WORK INSTRUCTIONS: Nothing but the lines from the one containing "Can you see the sandy" to the end of the data should be returned, each exactly as written.

-------- RECORD SET

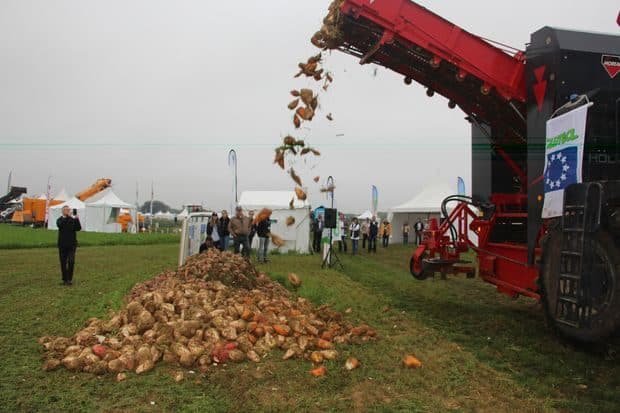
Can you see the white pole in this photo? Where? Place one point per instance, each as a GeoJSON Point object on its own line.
{"type": "Point", "coordinates": [136, 223]}
{"type": "Point", "coordinates": [151, 209]}
{"type": "Point", "coordinates": [47, 201]}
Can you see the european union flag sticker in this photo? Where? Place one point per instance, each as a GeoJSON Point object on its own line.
{"type": "Point", "coordinates": [561, 169]}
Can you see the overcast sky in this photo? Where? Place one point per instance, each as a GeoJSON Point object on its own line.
{"type": "Point", "coordinates": [147, 90]}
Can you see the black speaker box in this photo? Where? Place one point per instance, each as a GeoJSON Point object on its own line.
{"type": "Point", "coordinates": [331, 218]}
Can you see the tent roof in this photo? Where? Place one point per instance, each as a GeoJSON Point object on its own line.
{"type": "Point", "coordinates": [428, 200]}
{"type": "Point", "coordinates": [111, 200]}
{"type": "Point", "coordinates": [73, 203]}
{"type": "Point", "coordinates": [270, 199]}
{"type": "Point", "coordinates": [365, 215]}
{"type": "Point", "coordinates": [62, 195]}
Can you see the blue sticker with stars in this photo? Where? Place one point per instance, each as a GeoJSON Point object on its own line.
{"type": "Point", "coordinates": [561, 169]}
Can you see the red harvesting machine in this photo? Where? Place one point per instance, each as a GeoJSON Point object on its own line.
{"type": "Point", "coordinates": [570, 262]}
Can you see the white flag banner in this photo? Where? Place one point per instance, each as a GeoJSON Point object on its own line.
{"type": "Point", "coordinates": [563, 157]}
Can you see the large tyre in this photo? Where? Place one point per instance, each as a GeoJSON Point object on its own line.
{"type": "Point", "coordinates": [605, 277]}
{"type": "Point", "coordinates": [419, 270]}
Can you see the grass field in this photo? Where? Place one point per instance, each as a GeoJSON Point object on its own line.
{"type": "Point", "coordinates": [14, 237]}
{"type": "Point", "coordinates": [481, 351]}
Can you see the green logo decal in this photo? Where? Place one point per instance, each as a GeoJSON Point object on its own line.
{"type": "Point", "coordinates": [562, 138]}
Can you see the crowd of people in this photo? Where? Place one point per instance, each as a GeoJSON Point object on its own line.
{"type": "Point", "coordinates": [242, 229]}
{"type": "Point", "coordinates": [370, 231]}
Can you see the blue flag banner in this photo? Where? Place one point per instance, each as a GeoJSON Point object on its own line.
{"type": "Point", "coordinates": [563, 157]}
{"type": "Point", "coordinates": [561, 169]}
{"type": "Point", "coordinates": [460, 184]}
{"type": "Point", "coordinates": [375, 200]}
{"type": "Point", "coordinates": [232, 163]}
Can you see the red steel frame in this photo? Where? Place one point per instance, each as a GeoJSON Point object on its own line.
{"type": "Point", "coordinates": [476, 61]}
{"type": "Point", "coordinates": [447, 42]}
{"type": "Point", "coordinates": [502, 264]}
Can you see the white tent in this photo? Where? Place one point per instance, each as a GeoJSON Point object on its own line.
{"type": "Point", "coordinates": [425, 205]}
{"type": "Point", "coordinates": [296, 236]}
{"type": "Point", "coordinates": [102, 215]}
{"type": "Point", "coordinates": [62, 196]}
{"type": "Point", "coordinates": [56, 212]}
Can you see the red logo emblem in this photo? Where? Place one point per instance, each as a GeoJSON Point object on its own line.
{"type": "Point", "coordinates": [611, 65]}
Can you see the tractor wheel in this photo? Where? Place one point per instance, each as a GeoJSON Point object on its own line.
{"type": "Point", "coordinates": [419, 270]}
{"type": "Point", "coordinates": [605, 287]}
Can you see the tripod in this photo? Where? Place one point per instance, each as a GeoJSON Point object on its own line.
{"type": "Point", "coordinates": [331, 254]}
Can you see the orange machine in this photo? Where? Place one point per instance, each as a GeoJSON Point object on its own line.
{"type": "Point", "coordinates": [94, 189]}
{"type": "Point", "coordinates": [126, 218]}
{"type": "Point", "coordinates": [33, 211]}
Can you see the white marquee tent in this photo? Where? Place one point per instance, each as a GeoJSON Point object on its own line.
{"type": "Point", "coordinates": [297, 236]}
{"type": "Point", "coordinates": [56, 212]}
{"type": "Point", "coordinates": [425, 205]}
{"type": "Point", "coordinates": [102, 214]}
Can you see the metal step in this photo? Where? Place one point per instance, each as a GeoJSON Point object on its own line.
{"type": "Point", "coordinates": [568, 299]}
{"type": "Point", "coordinates": [571, 253]}
{"type": "Point", "coordinates": [572, 277]}
{"type": "Point", "coordinates": [568, 323]}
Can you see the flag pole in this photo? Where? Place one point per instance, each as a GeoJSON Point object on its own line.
{"type": "Point", "coordinates": [47, 201]}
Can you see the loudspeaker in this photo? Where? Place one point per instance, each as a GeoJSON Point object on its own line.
{"type": "Point", "coordinates": [331, 218]}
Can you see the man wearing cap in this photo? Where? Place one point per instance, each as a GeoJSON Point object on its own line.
{"type": "Point", "coordinates": [67, 242]}
{"type": "Point", "coordinates": [239, 229]}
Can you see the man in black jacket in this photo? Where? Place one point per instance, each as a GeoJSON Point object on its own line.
{"type": "Point", "coordinates": [67, 243]}
{"type": "Point", "coordinates": [373, 231]}
{"type": "Point", "coordinates": [222, 230]}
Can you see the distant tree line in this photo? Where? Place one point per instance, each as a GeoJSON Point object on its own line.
{"type": "Point", "coordinates": [158, 206]}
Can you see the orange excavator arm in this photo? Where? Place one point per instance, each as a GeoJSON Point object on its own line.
{"type": "Point", "coordinates": [94, 189]}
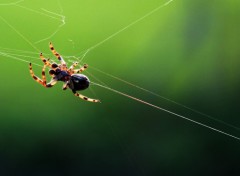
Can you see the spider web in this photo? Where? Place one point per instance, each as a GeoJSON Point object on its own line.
{"type": "Point", "coordinates": [58, 18]}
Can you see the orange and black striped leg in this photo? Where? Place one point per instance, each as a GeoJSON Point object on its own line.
{"type": "Point", "coordinates": [84, 67]}
{"type": "Point", "coordinates": [65, 85]}
{"type": "Point", "coordinates": [43, 80]}
{"type": "Point", "coordinates": [45, 61]}
{"type": "Point", "coordinates": [71, 69]}
{"type": "Point", "coordinates": [34, 76]}
{"type": "Point", "coordinates": [57, 55]}
{"type": "Point", "coordinates": [85, 98]}
{"type": "Point", "coordinates": [51, 83]}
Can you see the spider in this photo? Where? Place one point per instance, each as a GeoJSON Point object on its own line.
{"type": "Point", "coordinates": [59, 72]}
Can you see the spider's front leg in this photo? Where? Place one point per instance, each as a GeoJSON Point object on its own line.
{"type": "Point", "coordinates": [58, 56]}
{"type": "Point", "coordinates": [85, 98]}
{"type": "Point", "coordinates": [84, 67]}
{"type": "Point", "coordinates": [43, 80]}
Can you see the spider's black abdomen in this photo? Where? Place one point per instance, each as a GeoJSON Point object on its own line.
{"type": "Point", "coordinates": [79, 82]}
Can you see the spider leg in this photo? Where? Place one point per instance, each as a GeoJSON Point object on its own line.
{"type": "Point", "coordinates": [84, 67]}
{"type": "Point", "coordinates": [85, 98]}
{"type": "Point", "coordinates": [65, 85]}
{"type": "Point", "coordinates": [70, 70]}
{"type": "Point", "coordinates": [34, 76]}
{"type": "Point", "coordinates": [43, 80]}
{"type": "Point", "coordinates": [57, 55]}
{"type": "Point", "coordinates": [46, 61]}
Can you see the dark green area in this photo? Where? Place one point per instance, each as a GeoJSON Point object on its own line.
{"type": "Point", "coordinates": [188, 52]}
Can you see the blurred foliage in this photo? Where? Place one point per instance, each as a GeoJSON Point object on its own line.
{"type": "Point", "coordinates": [187, 51]}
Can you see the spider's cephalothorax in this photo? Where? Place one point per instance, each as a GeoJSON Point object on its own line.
{"type": "Point", "coordinates": [71, 77]}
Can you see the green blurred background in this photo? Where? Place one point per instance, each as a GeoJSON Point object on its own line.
{"type": "Point", "coordinates": [187, 51]}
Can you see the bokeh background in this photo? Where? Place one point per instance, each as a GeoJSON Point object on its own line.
{"type": "Point", "coordinates": [187, 51]}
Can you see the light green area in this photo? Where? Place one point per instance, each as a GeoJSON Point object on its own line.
{"type": "Point", "coordinates": [187, 51]}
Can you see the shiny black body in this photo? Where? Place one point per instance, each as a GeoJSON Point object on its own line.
{"type": "Point", "coordinates": [75, 81]}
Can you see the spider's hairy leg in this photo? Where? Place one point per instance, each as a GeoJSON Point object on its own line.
{"type": "Point", "coordinates": [65, 85]}
{"type": "Point", "coordinates": [34, 76]}
{"type": "Point", "coordinates": [57, 54]}
{"type": "Point", "coordinates": [45, 61]}
{"type": "Point", "coordinates": [70, 70]}
{"type": "Point", "coordinates": [85, 98]}
{"type": "Point", "coordinates": [84, 67]}
{"type": "Point", "coordinates": [43, 80]}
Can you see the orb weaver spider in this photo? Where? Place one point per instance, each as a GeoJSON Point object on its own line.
{"type": "Point", "coordinates": [59, 72]}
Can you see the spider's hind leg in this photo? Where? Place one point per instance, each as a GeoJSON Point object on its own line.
{"type": "Point", "coordinates": [57, 54]}
{"type": "Point", "coordinates": [85, 98]}
{"type": "Point", "coordinates": [43, 80]}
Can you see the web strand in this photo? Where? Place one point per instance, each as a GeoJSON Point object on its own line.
{"type": "Point", "coordinates": [162, 97]}
{"type": "Point", "coordinates": [128, 26]}
{"type": "Point", "coordinates": [165, 110]}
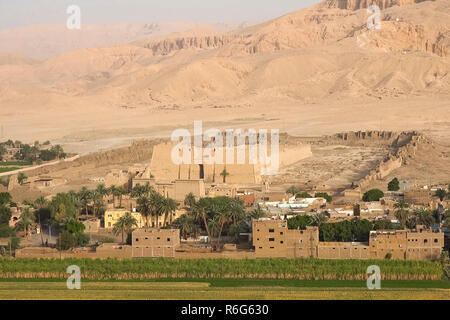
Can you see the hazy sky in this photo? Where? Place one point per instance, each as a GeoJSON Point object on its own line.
{"type": "Point", "coordinates": [15, 13]}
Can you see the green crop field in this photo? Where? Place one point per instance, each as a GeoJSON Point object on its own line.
{"type": "Point", "coordinates": [141, 269]}
{"type": "Point", "coordinates": [221, 279]}
{"type": "Point", "coordinates": [213, 290]}
{"type": "Point", "coordinates": [8, 169]}
{"type": "Point", "coordinates": [15, 163]}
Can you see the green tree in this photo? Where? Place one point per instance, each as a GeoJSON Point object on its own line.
{"type": "Point", "coordinates": [256, 213]}
{"type": "Point", "coordinates": [142, 190]}
{"type": "Point", "coordinates": [167, 207]}
{"type": "Point", "coordinates": [120, 192]}
{"type": "Point", "coordinates": [85, 196]}
{"type": "Point", "coordinates": [421, 217]}
{"type": "Point", "coordinates": [187, 226]}
{"type": "Point", "coordinates": [293, 190]}
{"type": "Point", "coordinates": [373, 195]}
{"type": "Point", "coordinates": [63, 209]}
{"type": "Point", "coordinates": [5, 215]}
{"type": "Point", "coordinates": [125, 225]}
{"type": "Point", "coordinates": [299, 222]}
{"type": "Point", "coordinates": [26, 220]}
{"type": "Point", "coordinates": [40, 203]}
{"type": "Point", "coordinates": [394, 185]}
{"type": "Point", "coordinates": [402, 212]}
{"type": "Point", "coordinates": [21, 177]}
{"type": "Point", "coordinates": [324, 195]}
{"type": "Point", "coordinates": [66, 240]}
{"type": "Point", "coordinates": [441, 194]}
{"type": "Point", "coordinates": [224, 174]}
{"type": "Point", "coordinates": [303, 195]}
{"type": "Point", "coordinates": [5, 198]}
{"type": "Point", "coordinates": [190, 200]}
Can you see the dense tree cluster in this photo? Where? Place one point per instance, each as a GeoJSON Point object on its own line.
{"type": "Point", "coordinates": [5, 230]}
{"type": "Point", "coordinates": [33, 153]}
{"type": "Point", "coordinates": [216, 217]}
{"type": "Point", "coordinates": [373, 195]}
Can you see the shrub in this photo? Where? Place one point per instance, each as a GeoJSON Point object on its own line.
{"type": "Point", "coordinates": [373, 195]}
{"type": "Point", "coordinates": [324, 195]}
{"type": "Point", "coordinates": [108, 240]}
{"type": "Point", "coordinates": [303, 195]}
{"type": "Point", "coordinates": [394, 185]}
{"type": "Point", "coordinates": [66, 241]}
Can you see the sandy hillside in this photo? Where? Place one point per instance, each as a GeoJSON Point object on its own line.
{"type": "Point", "coordinates": [314, 71]}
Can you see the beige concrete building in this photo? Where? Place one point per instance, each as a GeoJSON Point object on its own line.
{"type": "Point", "coordinates": [272, 238]}
{"type": "Point", "coordinates": [155, 243]}
{"type": "Point", "coordinates": [239, 172]}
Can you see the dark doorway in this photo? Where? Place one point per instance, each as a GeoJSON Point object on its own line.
{"type": "Point", "coordinates": [202, 172]}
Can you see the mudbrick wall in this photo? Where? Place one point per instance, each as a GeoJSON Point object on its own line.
{"type": "Point", "coordinates": [139, 151]}
{"type": "Point", "coordinates": [405, 146]}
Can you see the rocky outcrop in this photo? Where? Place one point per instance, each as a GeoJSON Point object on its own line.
{"type": "Point", "coordinates": [405, 145]}
{"type": "Point", "coordinates": [362, 4]}
{"type": "Point", "coordinates": [166, 46]}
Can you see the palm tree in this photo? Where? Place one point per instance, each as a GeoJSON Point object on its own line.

----------------

FINAL ANSWER:
Can you see the sandy hillside in this photo? Where? Place one point per instance, each as a GeoJSON Point object on its own line.
{"type": "Point", "coordinates": [314, 71]}
Can you see the beige concrete building in this photo? Where? Place one point per instance, each as a GeoJSON Point object on its own line.
{"type": "Point", "coordinates": [272, 238]}
{"type": "Point", "coordinates": [155, 243]}
{"type": "Point", "coordinates": [239, 172]}
Can you see the dark doorway in this photo? Where? Place one point per instance, each as a GeoJSON Point object on its own line.
{"type": "Point", "coordinates": [202, 172]}
Can you see the mudbrick wall in this photo? Where? Place one point per instance, each as a GeoJSON Point object on its own line.
{"type": "Point", "coordinates": [139, 151]}
{"type": "Point", "coordinates": [405, 146]}
Can you see the rocky outcrop in this photo? Where? Place one point per instance, each as a GeoJSON Point object on its own line.
{"type": "Point", "coordinates": [405, 145]}
{"type": "Point", "coordinates": [362, 4]}
{"type": "Point", "coordinates": [166, 46]}
Can you see the palm tree in this photo? Where? Place one point per instance, each as a GeoJSON Point object on its own line.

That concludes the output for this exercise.